> Problems to work on
A) Using the article on Devon Energy's first quarter, answer the following:
(i) What average daily production did the Delaware Basin reach, and by how much did it rise year over year?
(ii) By what percentage did lease operating expenses decline from the fourth quarter?
(iii) What were core earnings per share in Q1 2019, and what was the guidance or expectation?
B) According to the article on Devon Energy's first quarter, what drove the company's surge in production during the quarter? Answer in one to three sentences.
C) Pick up the article on Devon Energy's first quarter after its final sentence and continue it.

> Text excerpt
****************

Matthew DiLallo, The Motley Fool

Devon Energy (NYSE: DVN) has spent the past few years transforming into a shale-focused company. It has sold several noncore assets and used the proceeds to pay down debt, buy back stock, and expand its shale-focused business. While the company has a couple of legacy assets that it still plans to unload, the new Devon is emerging as a high-octane oil and cash flow-generating machine, which was quite clear during the first quarter.

Drilling down into the results

Metric

Q1 2019

Guidance or Expectations

Difference (at the Midpoint)

Total production

529,000 BOE/D

478,000 to 514,000 BOE/D

6.7%

Total production "new" Devon

308,000 BOE/D

272,000 to 290,000 BPD

9.6%

Oil production "new" Devon

138,000 BPD

125,000 to 130,000 BPD

8.2%

Core earnings per share

$0.36

$0.28

28.6%

BOE/D=barrels of oil equivalent per day. BPD=barrels per day. Data source: Devon Energy.

Devon Energy unleashed a torrent of production during the first quarter thanks to strong results in its U.S. shale assets. Total output from the "new" Devon came in a stunning 27,000 BOE/D above the midpoint of its guidance range and was up 24% year over year. Meanwhile, high-margin U.S. oil production was 8,000 BPD above the top end of its guidance range and was 24% higher than last year's first quarter.

The star performer was the company's position in the Delaware Basin. Total production from that region rocketed 76% year over year to an average of 107,000 BOE/D. Some highlights were the prolific results of five Cat Scratch Fever wells, which delivered impressive initial 24-hour production rates of more than 10,000 BOE/D.

Devon also did a good job of managing costs during the quarter. Lease operating expenses declined 10% from the fourth quarter, which was below the low end of its guidance range. In the meantime, general and administrative costs have fallen 23% over the past year.

****************

> Dataset rows
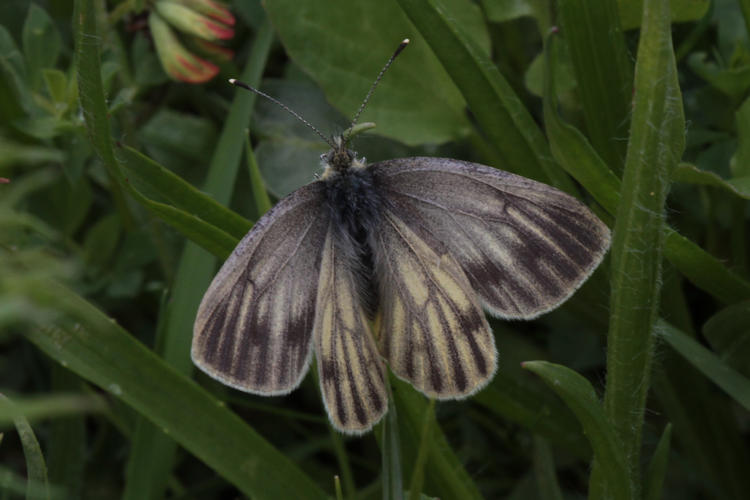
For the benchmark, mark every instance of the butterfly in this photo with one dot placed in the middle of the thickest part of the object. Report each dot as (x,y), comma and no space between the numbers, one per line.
(391,265)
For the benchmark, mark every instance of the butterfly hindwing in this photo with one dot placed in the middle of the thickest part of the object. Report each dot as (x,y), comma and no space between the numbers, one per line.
(254,326)
(525,247)
(432,328)
(349,365)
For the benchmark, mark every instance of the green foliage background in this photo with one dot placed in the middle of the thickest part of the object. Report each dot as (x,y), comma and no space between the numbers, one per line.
(126,190)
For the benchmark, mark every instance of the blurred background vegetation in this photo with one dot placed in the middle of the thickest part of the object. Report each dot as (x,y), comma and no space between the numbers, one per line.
(122,145)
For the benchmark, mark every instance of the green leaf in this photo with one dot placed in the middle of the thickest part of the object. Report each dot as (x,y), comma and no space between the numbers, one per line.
(728,332)
(657,140)
(415,102)
(37,486)
(739,186)
(41,43)
(417,477)
(497,109)
(603,70)
(100,351)
(260,196)
(446,476)
(544,470)
(571,148)
(532,407)
(733,81)
(708,363)
(681,11)
(506,10)
(57,85)
(92,99)
(657,468)
(54,405)
(580,397)
(574,153)
(157,179)
(196,267)
(392,474)
(101,241)
(740,163)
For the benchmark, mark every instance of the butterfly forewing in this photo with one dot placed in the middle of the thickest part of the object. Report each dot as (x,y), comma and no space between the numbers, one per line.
(254,325)
(349,366)
(525,247)
(432,328)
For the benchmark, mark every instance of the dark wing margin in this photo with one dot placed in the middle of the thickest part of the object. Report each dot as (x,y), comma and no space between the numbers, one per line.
(524,246)
(350,368)
(253,330)
(432,329)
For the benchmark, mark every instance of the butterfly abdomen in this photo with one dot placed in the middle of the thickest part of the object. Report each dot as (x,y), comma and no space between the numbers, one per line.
(354,204)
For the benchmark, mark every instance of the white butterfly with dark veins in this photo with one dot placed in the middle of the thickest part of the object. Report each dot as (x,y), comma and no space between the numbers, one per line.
(391,264)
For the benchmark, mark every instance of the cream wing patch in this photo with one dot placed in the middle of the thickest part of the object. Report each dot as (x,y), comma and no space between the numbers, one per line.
(350,368)
(254,325)
(432,328)
(524,246)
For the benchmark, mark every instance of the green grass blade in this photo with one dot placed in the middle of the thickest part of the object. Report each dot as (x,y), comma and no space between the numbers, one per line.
(571,148)
(392,472)
(728,333)
(704,270)
(544,470)
(260,195)
(657,468)
(54,405)
(531,407)
(140,168)
(498,110)
(579,395)
(738,186)
(66,444)
(417,476)
(93,100)
(100,351)
(446,476)
(37,486)
(708,363)
(156,452)
(604,73)
(657,140)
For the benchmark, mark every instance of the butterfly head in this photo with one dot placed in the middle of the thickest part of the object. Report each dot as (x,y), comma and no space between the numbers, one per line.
(340,158)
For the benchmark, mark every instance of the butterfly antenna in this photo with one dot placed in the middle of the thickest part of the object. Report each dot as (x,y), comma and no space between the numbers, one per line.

****************

> Answers per task
A)
(i) 107,000 BOE/D, a 76% year-over-year increase.
(ii) 10%.
(iii) $0.36, against an expectation of $0.28.

B) The surge came from strong results in Devon's U.S. shale assets. The Delaware Basin was the star performer, with total production there rising 76% year over year to an average of 107,000 BOE/D.

C)
That combination of high-end output and low-end costs enabled Devon to exceed analysts' earnings expectations quite easily.

An oil pump and storage tanks with the sun rising in the background.

Image source: Getty Images.

A look at what's ahead

Devon's strong first-quarter production results have the company on track to produce more from the assets it will retain this year than initially expected. That led the company to raise its full-year U.S. oil growth outlook from 15% to 17% versus 2018's average. It can achieve that faster growth rate without increasing capital spending, which will remain between $1.8 billion and $2 billion at its retained assets.

Its plans also include returning cash to shareholders. The driller has already repurchased $4 billion of its stock, retiring 20% of shares outstanding. It intends to buy back another $1 billion by year-end, and recently increased its dividend by 13%.

Devon is currently evaluating several methods to exit Canada and the Barnett shale by the end of this year so that it can focus entirely on the assets of the "new" Devon. Among the options it's considering is selling them to a third party or spinning the assets off to investors. Its goal is to use this process to reduce debt by another $3 billion.

Devon's drilling machine is only getting started

Devon Energy controls prime positions across four top-tier U.S. shale plays, which should fuel strong production and cash flow growth in the coming years. At $46 a barrel, the company can generate enough cash flow over the next three years to grow its output at a 12% to 17% compound annual rate. This low breakeven level sets it up to generate a gusher of free cash flow above that level -- it's on track to produce more than $3 billion if oil remains in the mid-$60s. That would give the company even more money to return to shareholders via a higher dividend and expanded repurchase program. It's one of the many reasons why Devon's among the best oil stocks to buy right now.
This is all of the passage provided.